> **SHORT TASK**: Write out the complete material exactly as it stands.

> **DATA ENTRIES**:
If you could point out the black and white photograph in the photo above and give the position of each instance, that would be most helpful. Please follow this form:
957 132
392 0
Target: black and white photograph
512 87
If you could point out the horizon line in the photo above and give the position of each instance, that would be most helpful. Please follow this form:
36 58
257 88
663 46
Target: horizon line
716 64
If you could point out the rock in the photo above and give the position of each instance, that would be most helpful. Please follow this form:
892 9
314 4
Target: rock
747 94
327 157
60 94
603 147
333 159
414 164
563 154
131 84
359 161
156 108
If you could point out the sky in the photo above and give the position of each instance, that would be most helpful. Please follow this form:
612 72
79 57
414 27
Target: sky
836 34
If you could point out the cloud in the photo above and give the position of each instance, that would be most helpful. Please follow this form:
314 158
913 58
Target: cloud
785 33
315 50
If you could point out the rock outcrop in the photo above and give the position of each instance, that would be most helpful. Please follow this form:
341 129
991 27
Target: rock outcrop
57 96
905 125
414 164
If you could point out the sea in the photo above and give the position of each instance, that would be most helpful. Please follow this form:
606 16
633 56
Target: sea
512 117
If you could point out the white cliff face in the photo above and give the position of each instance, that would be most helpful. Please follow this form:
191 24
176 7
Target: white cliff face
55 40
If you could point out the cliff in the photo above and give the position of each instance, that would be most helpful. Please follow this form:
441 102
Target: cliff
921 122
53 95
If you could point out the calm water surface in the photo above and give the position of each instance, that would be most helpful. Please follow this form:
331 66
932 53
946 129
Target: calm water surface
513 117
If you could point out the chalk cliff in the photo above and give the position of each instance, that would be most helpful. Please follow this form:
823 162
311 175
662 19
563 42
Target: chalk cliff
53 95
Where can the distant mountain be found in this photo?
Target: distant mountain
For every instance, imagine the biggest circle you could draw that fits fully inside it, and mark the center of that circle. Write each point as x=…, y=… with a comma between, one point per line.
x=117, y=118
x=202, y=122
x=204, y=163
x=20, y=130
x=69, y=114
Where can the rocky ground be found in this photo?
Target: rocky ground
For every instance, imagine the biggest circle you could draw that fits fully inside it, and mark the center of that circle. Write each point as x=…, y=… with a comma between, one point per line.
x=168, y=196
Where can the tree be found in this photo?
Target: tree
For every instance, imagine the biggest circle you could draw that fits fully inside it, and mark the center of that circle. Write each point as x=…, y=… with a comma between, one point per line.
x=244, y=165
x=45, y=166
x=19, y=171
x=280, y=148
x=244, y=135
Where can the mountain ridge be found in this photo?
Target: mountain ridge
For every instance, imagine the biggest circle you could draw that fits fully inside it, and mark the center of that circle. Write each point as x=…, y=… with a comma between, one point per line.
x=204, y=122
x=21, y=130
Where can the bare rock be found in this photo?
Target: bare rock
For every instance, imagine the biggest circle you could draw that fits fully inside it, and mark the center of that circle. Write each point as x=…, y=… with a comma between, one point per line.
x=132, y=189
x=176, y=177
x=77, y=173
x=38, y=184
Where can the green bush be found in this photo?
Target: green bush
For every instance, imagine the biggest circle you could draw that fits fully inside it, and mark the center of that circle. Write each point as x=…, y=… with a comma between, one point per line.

> **RESPONSE BELOW**:
If you could point out the black and white photograph in the photo above and give the position of each instance, that would be most helpful. Please follow this form:
957 132
392 0
Target: black and white photograph
512 87
If you could point out the horizon line in the photo above and give the position of each instance, that would be most helpful. Please follow this form:
36 58
257 88
663 46
Target: horizon line
716 64
If you could point out the rock in the photo above and give the position of each instance, that would be most helpful. Please follow this form:
892 9
314 4
Target: rock
747 94
327 157
60 94
603 147
333 159
414 164
563 154
131 84
359 161
156 108
If you could point out the sky in the photo above and give the position of each instance, that would be most helpful. Please follow this form:
612 72
79 57
414 27
Target: sky
836 34
If you could point out the cloud in the photo above and give the position of each instance, that would be most helpful. Please follow this form:
314 158
913 58
Target: cloud
785 33
315 50
If you could point out the rock outcrop in the photo above and give the position of each instance, that would be most helpful. Please follow this form:
341 129
991 27
Target: rock outcrop
57 96
905 125
414 164
If you could point out the sea in the photo above and give the position of each instance, that would be most helpful. Please follow this form:
606 16
633 56
Target: sea
512 117
If you could point out the white cliff face in the photo above and give the position of each instance, that would be most helpful. Please follow this form:
191 24
176 7
Target: white cliff face
55 40
If you could point out the cliff in the photo above and give the position of each instance, that would be most helpful. Please follow this form:
441 102
Target: cliff
921 122
53 95
If you could point out the calm water surface in the photo above and give the position of each instance, that would be most helpful. Please follow this form:
331 66
932 53
946 129
Target: calm water surface
513 117
If you could point out the chalk cliff in the photo above and give the position of each instance, that would be most helpful. Please follow this form:
823 162
311 175
662 19
563 42
Target: chalk cliff
53 95
Where can the distant mountain be found in this photo?
Target: distant mountain
For every instance, imagine the biggest circle you could draw that fits fully inside it, and mark the center of that circle. Write each point as x=…, y=… with a comma between, one point per line.
x=117, y=118
x=202, y=122
x=204, y=163
x=20, y=130
x=69, y=114
Where can the rocky ground be found in this photo?
Target: rocky ground
For every instance, imagine the biggest circle you could draw that fits fully inside it, and mark the center of that circle. Write each point as x=…, y=… with a comma between, one point per line.
x=168, y=196
Where can the tree be found in this photo?
Target: tree
For every instance, imagine the biggest circle you could draw that fits fully inside it, and mark the center of that circle. Write each point as x=…, y=… with a comma between, one point per line.
x=244, y=165
x=45, y=166
x=19, y=171
x=280, y=148
x=244, y=135
Where can the mountain ridge be found in this photo?
Target: mountain ridge
For every instance, imagine the biggest circle you could draw that fits fully inside it, and mark the center of that circle. Write each point as x=…, y=… with a comma between, one point per line.
x=204, y=122
x=21, y=130
Where can the bare rock be found in this photo?
Target: bare rock
For every instance, imagine the biggest circle you could draw that fits fully inside it, and mark the center of that circle. Write each point as x=…, y=… with a comma between, one point per line.
x=132, y=189
x=176, y=177
x=77, y=173
x=38, y=184
Where can the green bush be found in this photo?
Target: green bush
For every instance, imagine the biggest circle you could draw that fits fully inside it, and mark the center of that circle. Write each point as x=…, y=… with a comma between, one point per line.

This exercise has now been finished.